■ Work instruction:
Copy out the article on Verizon's cyber espionage report in full, word for word.

■ Passage for review:

***

Hacker hand stealing data from laptop showing threat of cyber espionage

85% of Cyber Espionage Is State-Affiliated, Only 4% Tied To Organized Crime

Verizon’s 2020 Cyber Espionage Report, the result of a total of 14 years of research into global data breaches and threat actor activity, has come up with some illuminating observations about long-term patterns of cyber spying. Among the major highlights are that criminal organizations and disgruntled former employees play a trivial role in overall attempts, that the public sector is the preferred target of attackers and that desktops and laptops are far more likely to be breached than phones.

Cyber espionage report provides some surprising answers

This is the first report of this nature from Verizon, and it draws on some of the telecom giant’s other annual reports: seven years of the Verizon Data Breach Investigations Report (DBIR), and fourteen years of research conducted by the Verizon Threat Research Advisory Center (VTRAC).

***

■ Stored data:
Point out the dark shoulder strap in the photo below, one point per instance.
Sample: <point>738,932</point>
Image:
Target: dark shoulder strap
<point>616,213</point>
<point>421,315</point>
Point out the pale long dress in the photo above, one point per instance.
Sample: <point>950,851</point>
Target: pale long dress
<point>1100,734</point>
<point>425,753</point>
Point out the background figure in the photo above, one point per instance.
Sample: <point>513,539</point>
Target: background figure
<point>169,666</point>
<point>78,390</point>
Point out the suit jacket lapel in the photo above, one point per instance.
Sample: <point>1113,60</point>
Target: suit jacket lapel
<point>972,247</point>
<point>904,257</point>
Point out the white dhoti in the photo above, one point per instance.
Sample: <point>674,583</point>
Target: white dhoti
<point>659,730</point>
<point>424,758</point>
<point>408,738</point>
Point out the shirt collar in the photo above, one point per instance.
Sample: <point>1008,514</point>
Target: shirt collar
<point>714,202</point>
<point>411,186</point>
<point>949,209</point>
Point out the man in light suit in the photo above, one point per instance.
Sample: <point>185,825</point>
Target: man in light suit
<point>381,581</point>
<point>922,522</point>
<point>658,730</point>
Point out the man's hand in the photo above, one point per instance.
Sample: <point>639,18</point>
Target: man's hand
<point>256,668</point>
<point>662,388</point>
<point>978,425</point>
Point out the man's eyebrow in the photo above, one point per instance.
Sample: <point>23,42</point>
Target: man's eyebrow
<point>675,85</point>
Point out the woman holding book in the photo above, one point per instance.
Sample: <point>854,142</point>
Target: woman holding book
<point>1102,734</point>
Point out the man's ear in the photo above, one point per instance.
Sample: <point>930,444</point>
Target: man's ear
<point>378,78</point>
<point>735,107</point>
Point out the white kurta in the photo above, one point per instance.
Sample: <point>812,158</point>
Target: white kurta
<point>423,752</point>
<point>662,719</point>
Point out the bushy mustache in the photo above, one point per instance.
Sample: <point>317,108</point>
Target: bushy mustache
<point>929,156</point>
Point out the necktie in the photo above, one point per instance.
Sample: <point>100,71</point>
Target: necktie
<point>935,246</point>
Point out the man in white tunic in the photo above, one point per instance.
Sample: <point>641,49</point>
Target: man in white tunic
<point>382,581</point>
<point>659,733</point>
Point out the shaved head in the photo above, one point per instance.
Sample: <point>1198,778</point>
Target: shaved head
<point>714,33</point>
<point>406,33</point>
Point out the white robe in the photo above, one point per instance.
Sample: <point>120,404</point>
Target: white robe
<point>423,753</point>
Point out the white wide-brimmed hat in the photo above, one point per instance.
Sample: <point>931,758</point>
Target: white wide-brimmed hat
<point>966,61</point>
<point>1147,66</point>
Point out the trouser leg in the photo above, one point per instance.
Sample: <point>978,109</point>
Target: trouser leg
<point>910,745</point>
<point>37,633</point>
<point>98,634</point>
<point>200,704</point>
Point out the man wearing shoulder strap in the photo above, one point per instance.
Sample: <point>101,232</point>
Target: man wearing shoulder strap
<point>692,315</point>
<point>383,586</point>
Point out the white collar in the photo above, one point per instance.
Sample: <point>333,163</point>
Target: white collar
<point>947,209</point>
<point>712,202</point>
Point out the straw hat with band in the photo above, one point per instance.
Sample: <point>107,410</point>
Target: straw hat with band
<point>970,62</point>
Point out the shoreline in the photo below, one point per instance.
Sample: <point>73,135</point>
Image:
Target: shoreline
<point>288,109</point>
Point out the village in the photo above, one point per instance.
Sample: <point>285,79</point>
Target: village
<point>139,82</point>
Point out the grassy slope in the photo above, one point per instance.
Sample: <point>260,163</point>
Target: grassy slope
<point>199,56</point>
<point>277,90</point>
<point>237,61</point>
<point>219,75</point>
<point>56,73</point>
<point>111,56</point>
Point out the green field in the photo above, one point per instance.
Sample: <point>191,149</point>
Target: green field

***

■ Exercise solution:
Hacker hand stealing data from laptop showing threat of cyber espionage

85% of Cyber Espionage Is State-Affiliated, Only 4% Tied To Organized Crime

Verizon’s 2020 Cyber Espionage Report, the result of a total of 14 years of research into global data breaches and threat actor activity, has come up with some illuminating observations about long-term patterns of cyber spying. Among the major highlights are that criminal organizations and disgruntled former employees play a trivial role in overall attempts, that the public sector is the preferred target of attackers and that desktops and laptops are far more likely to be breached than phones.

Cyber espionage report provides some surprising answers

This is the first report of this nature from Verizon, and it draws on some of the telecom giant’s other annual reports: seven years of the Verizon Data Breach Investigations Report (DBIR), and fourteen years of research conducted by the Verizon Threat Research Advisory Center (VTRAC).